What to produce
The records that follow are to be transcribed in full, leaving out each picture.

Records shown
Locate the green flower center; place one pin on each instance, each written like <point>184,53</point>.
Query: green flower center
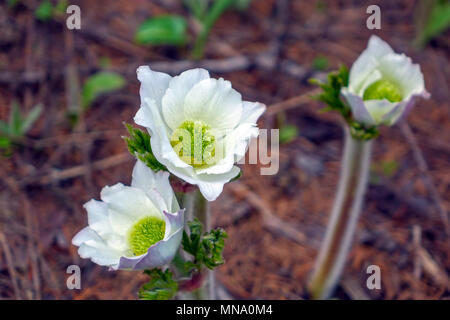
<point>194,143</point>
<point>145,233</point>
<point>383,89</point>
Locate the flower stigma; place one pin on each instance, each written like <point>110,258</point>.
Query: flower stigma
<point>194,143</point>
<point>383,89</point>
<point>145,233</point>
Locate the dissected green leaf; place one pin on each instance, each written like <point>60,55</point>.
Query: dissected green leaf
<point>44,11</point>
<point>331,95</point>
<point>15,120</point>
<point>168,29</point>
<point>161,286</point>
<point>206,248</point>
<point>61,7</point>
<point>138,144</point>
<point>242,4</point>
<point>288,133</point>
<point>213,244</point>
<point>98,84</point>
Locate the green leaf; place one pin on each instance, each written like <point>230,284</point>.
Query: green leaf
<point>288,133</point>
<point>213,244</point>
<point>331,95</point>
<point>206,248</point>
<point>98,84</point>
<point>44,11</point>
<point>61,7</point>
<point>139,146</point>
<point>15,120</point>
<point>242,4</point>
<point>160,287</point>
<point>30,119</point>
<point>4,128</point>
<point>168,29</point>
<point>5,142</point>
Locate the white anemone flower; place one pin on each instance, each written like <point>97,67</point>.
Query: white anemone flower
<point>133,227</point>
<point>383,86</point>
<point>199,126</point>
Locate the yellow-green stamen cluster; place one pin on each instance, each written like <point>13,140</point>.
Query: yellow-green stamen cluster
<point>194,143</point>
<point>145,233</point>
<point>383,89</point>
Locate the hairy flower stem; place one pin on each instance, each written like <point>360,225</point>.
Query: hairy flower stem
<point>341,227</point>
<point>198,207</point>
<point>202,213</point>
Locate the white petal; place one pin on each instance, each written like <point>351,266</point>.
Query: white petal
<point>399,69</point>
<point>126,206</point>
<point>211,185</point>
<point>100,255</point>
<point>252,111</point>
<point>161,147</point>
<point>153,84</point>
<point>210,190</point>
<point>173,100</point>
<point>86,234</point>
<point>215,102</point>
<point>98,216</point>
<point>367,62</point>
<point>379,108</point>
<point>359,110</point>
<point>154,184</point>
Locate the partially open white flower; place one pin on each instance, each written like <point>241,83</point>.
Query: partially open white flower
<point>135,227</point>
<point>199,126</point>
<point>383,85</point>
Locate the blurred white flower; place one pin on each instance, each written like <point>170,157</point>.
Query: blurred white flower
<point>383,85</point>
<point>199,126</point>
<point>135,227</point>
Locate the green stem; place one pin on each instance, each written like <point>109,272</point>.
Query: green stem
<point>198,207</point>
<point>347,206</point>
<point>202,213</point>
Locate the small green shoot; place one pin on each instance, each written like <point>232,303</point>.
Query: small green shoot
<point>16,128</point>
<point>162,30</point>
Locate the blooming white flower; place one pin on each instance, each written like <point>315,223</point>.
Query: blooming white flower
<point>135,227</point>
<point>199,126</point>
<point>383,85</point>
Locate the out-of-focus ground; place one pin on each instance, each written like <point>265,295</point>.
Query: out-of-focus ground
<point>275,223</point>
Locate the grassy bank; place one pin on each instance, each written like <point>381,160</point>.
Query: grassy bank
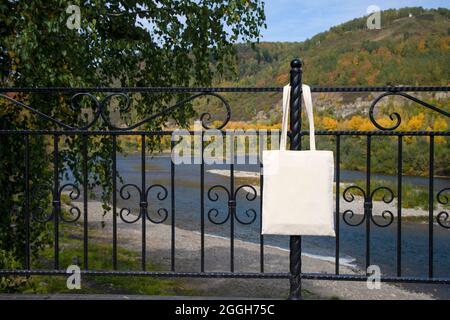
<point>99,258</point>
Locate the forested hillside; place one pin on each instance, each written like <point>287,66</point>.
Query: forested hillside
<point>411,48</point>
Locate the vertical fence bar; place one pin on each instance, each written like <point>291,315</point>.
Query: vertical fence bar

Task output
Locate the green flower center; place one pin on each instance, each written like <point>184,53</point>.
Query: green flower center
<point>194,143</point>
<point>145,233</point>
<point>383,89</point>
Locate the flower stigma; place one pin on each instance, each written like <point>110,258</point>.
Query: flower stigma
<point>194,143</point>
<point>383,89</point>
<point>145,233</point>
Locate the dissected green leaf; place one pin on each instance, each written like <point>60,55</point>.
Query: dissected green leaf
<point>44,11</point>
<point>331,95</point>
<point>15,120</point>
<point>168,29</point>
<point>161,286</point>
<point>206,248</point>
<point>61,7</point>
<point>138,144</point>
<point>242,4</point>
<point>288,133</point>
<point>213,244</point>
<point>98,84</point>
Locate the green leaf; place one pin on each instance, each written like <point>230,284</point>.
Query: green leaf
<point>288,133</point>
<point>213,244</point>
<point>331,95</point>
<point>206,248</point>
<point>98,84</point>
<point>44,11</point>
<point>61,7</point>
<point>139,146</point>
<point>15,120</point>
<point>242,4</point>
<point>160,287</point>
<point>30,119</point>
<point>4,128</point>
<point>168,29</point>
<point>5,142</point>
Locate the white anemone flower; place one pin on each instance, each written like <point>97,67</point>.
Query: white anemone flower
<point>133,227</point>
<point>383,86</point>
<point>199,126</point>
Locate the yellow-green stamen cluster; place one pin on each instance, each written like <point>13,140</point>.
Query: yellow-green stamen cluster
<point>194,143</point>
<point>145,233</point>
<point>383,89</point>
Locate the hairy flower stem; place one pin on each instance, each written like <point>360,225</point>.
Query: hairy flower stem
<point>341,227</point>
<point>198,207</point>
<point>202,213</point>
Locate the white petal; place one pin on each instance, each written like <point>351,266</point>.
Query: white petal
<point>399,69</point>
<point>126,206</point>
<point>211,185</point>
<point>100,255</point>
<point>252,111</point>
<point>161,147</point>
<point>153,84</point>
<point>210,190</point>
<point>173,100</point>
<point>86,234</point>
<point>215,102</point>
<point>98,216</point>
<point>367,62</point>
<point>379,108</point>
<point>359,110</point>
<point>154,184</point>
Locate the partially open white flower; place one pin on each instance, each written like <point>241,83</point>.
Query: partially open white flower
<point>135,227</point>
<point>199,126</point>
<point>383,85</point>
Locate the blurred white flower; place one pin on each instance, each written like <point>170,157</point>.
Query: blurred white flower
<point>383,85</point>
<point>199,126</point>
<point>135,227</point>
Locate the green stem; place one pin on each instance, each written like <point>109,272</point>.
Query: green stem
<point>198,207</point>
<point>347,206</point>
<point>202,213</point>
Locate the small green shoot; place one pin on each instance, each written like <point>232,303</point>.
Query: small green shoot
<point>16,128</point>
<point>162,30</point>
Locate the blooming white flower; place one pin on each instance, each written like <point>315,223</point>.
Query: blooming white flower
<point>135,227</point>
<point>199,126</point>
<point>383,85</point>
Locate the out-of-focus ground; place one pin on each instance, each written like <point>265,295</point>.
Query: out-of-focus ground
<point>275,223</point>
Locate the grassy bank; place one pin on each instance, each written like <point>381,160</point>.
Query: grassy bank
<point>99,258</point>
Locate the forested hillside; place one pin on each instance, each written like <point>287,66</point>.
Query: forested hillside
<point>411,48</point>
Locate the vertical fence bar; place one pin on each instance, each written like <point>291,315</point>.
Query: vertical fence bar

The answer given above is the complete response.